↓↓↓
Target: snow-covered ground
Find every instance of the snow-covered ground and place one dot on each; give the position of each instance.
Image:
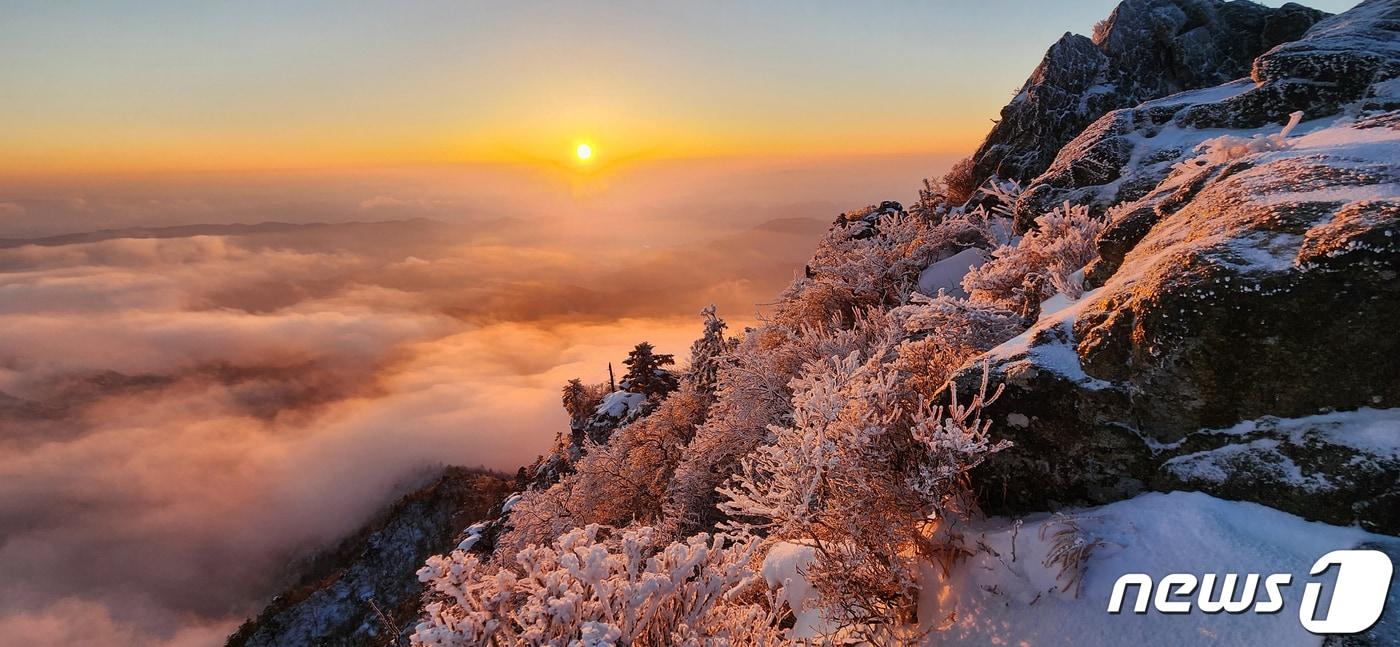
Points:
↑↑↑
↓↓↓
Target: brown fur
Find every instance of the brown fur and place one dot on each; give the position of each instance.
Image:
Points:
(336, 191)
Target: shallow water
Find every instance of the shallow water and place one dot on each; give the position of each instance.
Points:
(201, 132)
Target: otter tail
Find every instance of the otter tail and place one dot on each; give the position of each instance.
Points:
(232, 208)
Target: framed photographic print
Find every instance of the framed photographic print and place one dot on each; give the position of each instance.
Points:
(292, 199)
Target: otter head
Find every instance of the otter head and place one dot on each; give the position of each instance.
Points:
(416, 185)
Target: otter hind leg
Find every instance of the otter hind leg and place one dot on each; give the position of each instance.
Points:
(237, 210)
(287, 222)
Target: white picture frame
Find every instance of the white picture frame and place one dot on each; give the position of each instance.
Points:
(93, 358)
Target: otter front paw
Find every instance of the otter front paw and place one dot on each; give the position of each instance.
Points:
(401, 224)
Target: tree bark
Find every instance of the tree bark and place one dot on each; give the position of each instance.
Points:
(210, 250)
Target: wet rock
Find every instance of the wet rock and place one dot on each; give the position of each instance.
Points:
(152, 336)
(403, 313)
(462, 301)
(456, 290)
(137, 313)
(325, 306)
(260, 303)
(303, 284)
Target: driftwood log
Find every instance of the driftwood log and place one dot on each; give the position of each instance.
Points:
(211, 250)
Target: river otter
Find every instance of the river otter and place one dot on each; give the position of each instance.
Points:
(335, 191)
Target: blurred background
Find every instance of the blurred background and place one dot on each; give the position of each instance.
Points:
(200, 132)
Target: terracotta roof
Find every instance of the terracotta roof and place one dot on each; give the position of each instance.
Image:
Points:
↑↑↑
**Problem to solve:** Only the lines above from the one with "Target: river otter" up to and including the one with "Target: terracotta roof" should be repeated, exactly as written.

**Expected answer:**
Target: river otter
Find every instance of the river otter and place one dot on each; give the position of each instance.
Points:
(335, 191)
Target: blurred background
Find every instance of the blurred background and place one dot on each; give the position of each instance.
Points:
(200, 132)
Target: terracotta roof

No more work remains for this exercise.